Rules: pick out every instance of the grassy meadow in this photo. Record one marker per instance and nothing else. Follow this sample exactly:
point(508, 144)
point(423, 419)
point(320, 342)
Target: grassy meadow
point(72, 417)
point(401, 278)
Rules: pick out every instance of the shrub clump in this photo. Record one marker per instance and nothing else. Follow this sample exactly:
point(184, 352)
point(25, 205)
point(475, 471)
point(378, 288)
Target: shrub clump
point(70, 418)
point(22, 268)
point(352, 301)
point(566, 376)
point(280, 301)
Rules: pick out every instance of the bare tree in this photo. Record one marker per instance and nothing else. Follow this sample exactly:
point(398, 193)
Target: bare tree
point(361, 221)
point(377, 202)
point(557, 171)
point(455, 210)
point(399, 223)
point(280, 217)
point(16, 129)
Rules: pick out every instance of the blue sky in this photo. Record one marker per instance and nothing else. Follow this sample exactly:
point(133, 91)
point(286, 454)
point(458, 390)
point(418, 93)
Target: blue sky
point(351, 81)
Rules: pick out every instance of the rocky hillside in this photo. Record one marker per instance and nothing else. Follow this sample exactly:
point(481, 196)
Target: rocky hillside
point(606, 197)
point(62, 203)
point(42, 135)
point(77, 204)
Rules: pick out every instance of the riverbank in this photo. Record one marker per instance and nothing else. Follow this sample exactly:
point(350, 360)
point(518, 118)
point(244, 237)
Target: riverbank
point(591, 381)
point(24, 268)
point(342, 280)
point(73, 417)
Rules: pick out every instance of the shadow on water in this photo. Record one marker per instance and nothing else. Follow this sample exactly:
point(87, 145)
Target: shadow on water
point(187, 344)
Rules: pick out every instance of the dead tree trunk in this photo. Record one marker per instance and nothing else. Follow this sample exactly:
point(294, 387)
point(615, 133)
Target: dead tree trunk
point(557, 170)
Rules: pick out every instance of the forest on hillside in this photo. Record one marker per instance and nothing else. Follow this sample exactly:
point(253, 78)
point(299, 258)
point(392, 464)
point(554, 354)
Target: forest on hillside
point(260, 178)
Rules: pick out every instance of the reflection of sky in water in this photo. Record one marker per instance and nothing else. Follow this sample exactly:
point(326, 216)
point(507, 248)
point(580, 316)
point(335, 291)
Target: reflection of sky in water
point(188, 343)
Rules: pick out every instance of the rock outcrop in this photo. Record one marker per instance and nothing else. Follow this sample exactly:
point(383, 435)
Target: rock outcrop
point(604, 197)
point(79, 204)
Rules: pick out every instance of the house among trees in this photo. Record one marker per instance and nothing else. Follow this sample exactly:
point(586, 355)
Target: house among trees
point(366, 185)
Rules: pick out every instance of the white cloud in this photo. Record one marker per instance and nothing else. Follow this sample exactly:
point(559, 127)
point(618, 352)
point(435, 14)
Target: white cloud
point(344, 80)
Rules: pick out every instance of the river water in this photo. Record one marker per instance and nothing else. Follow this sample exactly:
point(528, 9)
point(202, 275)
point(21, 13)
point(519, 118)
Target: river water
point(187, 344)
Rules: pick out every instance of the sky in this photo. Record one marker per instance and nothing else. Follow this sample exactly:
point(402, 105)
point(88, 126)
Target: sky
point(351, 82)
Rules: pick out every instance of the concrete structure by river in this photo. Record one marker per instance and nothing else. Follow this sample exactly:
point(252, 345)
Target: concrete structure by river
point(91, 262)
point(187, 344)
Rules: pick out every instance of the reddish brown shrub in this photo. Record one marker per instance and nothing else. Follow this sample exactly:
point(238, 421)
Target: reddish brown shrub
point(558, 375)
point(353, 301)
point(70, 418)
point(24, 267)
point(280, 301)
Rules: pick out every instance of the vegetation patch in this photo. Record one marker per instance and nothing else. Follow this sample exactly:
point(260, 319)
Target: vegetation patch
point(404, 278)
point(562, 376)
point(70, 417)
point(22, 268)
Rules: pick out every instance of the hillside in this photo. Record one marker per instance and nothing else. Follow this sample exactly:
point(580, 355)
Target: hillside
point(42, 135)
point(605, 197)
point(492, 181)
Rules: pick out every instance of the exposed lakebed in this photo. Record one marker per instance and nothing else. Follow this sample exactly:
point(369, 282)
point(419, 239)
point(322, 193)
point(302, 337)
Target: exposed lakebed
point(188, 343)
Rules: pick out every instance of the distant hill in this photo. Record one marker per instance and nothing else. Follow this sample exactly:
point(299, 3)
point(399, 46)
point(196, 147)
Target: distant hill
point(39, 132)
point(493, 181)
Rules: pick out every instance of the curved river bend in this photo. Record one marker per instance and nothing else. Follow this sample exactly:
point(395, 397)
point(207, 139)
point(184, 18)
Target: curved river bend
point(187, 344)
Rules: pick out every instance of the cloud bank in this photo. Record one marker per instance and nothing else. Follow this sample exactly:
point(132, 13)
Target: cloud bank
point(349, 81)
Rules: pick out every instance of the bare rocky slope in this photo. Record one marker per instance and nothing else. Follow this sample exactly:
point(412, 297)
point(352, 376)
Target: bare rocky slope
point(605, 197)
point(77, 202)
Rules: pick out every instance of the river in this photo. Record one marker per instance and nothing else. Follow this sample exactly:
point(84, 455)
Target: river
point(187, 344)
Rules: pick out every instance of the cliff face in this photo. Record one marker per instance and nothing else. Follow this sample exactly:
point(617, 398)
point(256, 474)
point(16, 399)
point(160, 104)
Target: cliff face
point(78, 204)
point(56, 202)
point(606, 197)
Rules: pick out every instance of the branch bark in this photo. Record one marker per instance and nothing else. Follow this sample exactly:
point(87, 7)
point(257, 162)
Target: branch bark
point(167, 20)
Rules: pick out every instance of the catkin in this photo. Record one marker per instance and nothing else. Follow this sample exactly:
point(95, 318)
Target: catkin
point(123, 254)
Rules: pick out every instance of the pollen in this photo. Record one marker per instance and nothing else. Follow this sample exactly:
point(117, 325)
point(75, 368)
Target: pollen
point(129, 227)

== TO BE DONE ==
Could you copy out all of the lines above word for word, leaving every character unchanged?

== ANSWER TO THE EXERCISE ==
Rules: pick out every instance of the grassy meadow in this photo. Record one marker per instance and nothing else. Follow this sample exactly:
point(508, 144)
point(423, 419)
point(320, 342)
Target: grassy meadow
point(72, 417)
point(401, 278)
Rules: pick out every instance of the shrub clump in this photo. Record one marker per instance and nothing else. Follow this sample exactly:
point(184, 352)
point(25, 205)
point(475, 471)
point(378, 288)
Target: shrub clump
point(70, 418)
point(22, 268)
point(352, 301)
point(566, 376)
point(280, 301)
Rules: pick out every instance of the bare tree in this photo. Record one marker per instance and nothing else. Follow this sample exactly:
point(398, 193)
Target: bare tree
point(361, 221)
point(377, 202)
point(557, 171)
point(455, 210)
point(399, 223)
point(280, 217)
point(16, 129)
Rules: pick out every instance of the blue sky in this photo. Record one marker per instance and nothing else. Follow this sample exactly:
point(133, 91)
point(286, 454)
point(458, 390)
point(418, 93)
Target: blue sky
point(351, 81)
Rules: pick out every instance of the rocky hillside in this photo. Record one marker per instance and nothing else. Follow this sample exactly:
point(481, 196)
Target: rocky hillside
point(606, 197)
point(62, 203)
point(42, 135)
point(77, 204)
Rules: pick out every instance of the riverbank in this photo. Record one marker per instance and nothing else. Follow this sample exactly:
point(350, 360)
point(518, 118)
point(244, 237)
Target: riverbank
point(591, 381)
point(24, 268)
point(342, 280)
point(73, 417)
Rules: pick out every instance of the shadow on water in this photo. Record one marker per instance and nothing else. Follow this sample exactly:
point(87, 145)
Target: shadow on water
point(187, 344)
Rules: pick out every instance of the dead tree trunk in this photo. Record one marker per instance and nothing else. Follow this sample exactly:
point(294, 387)
point(615, 133)
Target: dead tree trunk
point(557, 170)
Rules: pick out every instance of the forest on hillside in this photo. Record one marker per instance and nothing else. Follow this sample exactly:
point(253, 78)
point(299, 258)
point(392, 464)
point(554, 354)
Target: forest on hillside
point(260, 178)
Rules: pick out every instance of the reflection of sky in water in this photo. Record one marker per instance and nothing else. Follow this sample exactly:
point(326, 216)
point(507, 248)
point(580, 316)
point(335, 291)
Target: reflection of sky in water
point(188, 343)
Rules: pick out every instance of the rock outcrop in this photo. Record one marker per instance and nothing else. Follow this sample exactly:
point(383, 435)
Target: rock outcrop
point(604, 197)
point(79, 204)
Rules: pick out every instance of the house among trees in this photo. Record one marker per instance and nothing else. Follow this sample exactly:
point(586, 355)
Target: house among trees
point(366, 185)
Rules: pick out every instance of the white cloud in this photo. Record one marker per instance and nothing else. Follow this sample exactly:
point(559, 127)
point(618, 352)
point(435, 14)
Target: white cloud
point(344, 80)
Rules: pick out every instance of the river water in this photo. Record one marker per instance and nothing else. Follow this sample exactly:
point(528, 9)
point(202, 275)
point(21, 13)
point(519, 118)
Target: river water
point(187, 344)
Rules: pick out every instance of the sky in this photo. Record one marker per instance and nothing else. Follow this sample exactly:
point(402, 105)
point(88, 126)
Target: sky
point(351, 82)
Rules: pick out every instance of the concrete structure by river in this photo. Record one marker per instance and nothing else. Follow this sample exactly:
point(252, 345)
Target: concrete structure by river
point(91, 262)
point(187, 344)
Rules: pick out every instance of the reddish brown shrub in this photo. Record one marker per instance and nothing else. Follow this sample exactly:
point(238, 421)
Target: reddish brown shrub
point(558, 375)
point(353, 301)
point(70, 418)
point(24, 267)
point(280, 301)
Rules: pick out every instance of the vegetation patch in this photo. Record one marker per instance and nothing else. Follow this sample exactly:
point(260, 319)
Target: vegetation patch
point(404, 278)
point(562, 376)
point(70, 417)
point(22, 268)
Rules: pick out every instance of the hillside in this photo. Record one marker per instance and nothing else. Follow this sample exactly:
point(580, 355)
Target: hillside
point(42, 135)
point(605, 197)
point(492, 181)
Rules: pick out every instance of the exposed lakebed in this photo. Record one marker per instance and nothing else. Follow this sample exactly:
point(369, 282)
point(419, 239)
point(322, 193)
point(302, 337)
Target: exposed lakebed
point(188, 343)
Rules: pick out every instance of the distant hill in this photo. Record one marker per instance and nothing else. Follow this sample exactly:
point(299, 3)
point(399, 46)
point(196, 147)
Target: distant hill
point(39, 132)
point(493, 181)
Rules: pick out every instance of the curved river bend in this photo. Record one marker per instance and nothing else. Follow this sample exactly:
point(395, 397)
point(207, 139)
point(184, 18)
Target: curved river bend
point(187, 344)
Rules: pick out every instance of the cloud bank in this photo. Record one marker per instance and nothing else. Follow this sample exactly:
point(132, 13)
Target: cloud bank
point(349, 81)
Rules: pick out every instance of the bare rocky slope in this photo. Record one marker per instance and nothing else. Follow this sample exactly:
point(412, 297)
point(352, 376)
Target: bare rocky slope
point(605, 197)
point(77, 202)
Rules: pick out every instance of the river in this photo. Record one marker per instance and nothing else. Follow this sample exactly:
point(84, 455)
Target: river
point(187, 344)
Rules: pick out every instance of the cliff face in this photo. Record one marker per instance and nothing else. Follow this sample exactly:
point(617, 398)
point(256, 474)
point(16, 399)
point(160, 104)
Target: cliff face
point(78, 204)
point(56, 202)
point(606, 197)
Rules: pick out every instance of the branch bark in this photo. Record one marker per instance and nothing else. Follow this sample exactly:
point(87, 7)
point(257, 162)
Target: branch bark
point(167, 20)
Rules: pick out every instance of the catkin in this photo. Record one marker per instance and nothing else. Follow this sample exactly:
point(95, 318)
Target: catkin
point(123, 254)
Rules: pick out every instance of the pollen in this photo. Record one marker per instance and nothing else. Follow this sample exactly:
point(117, 325)
point(75, 368)
Target: pollen
point(129, 227)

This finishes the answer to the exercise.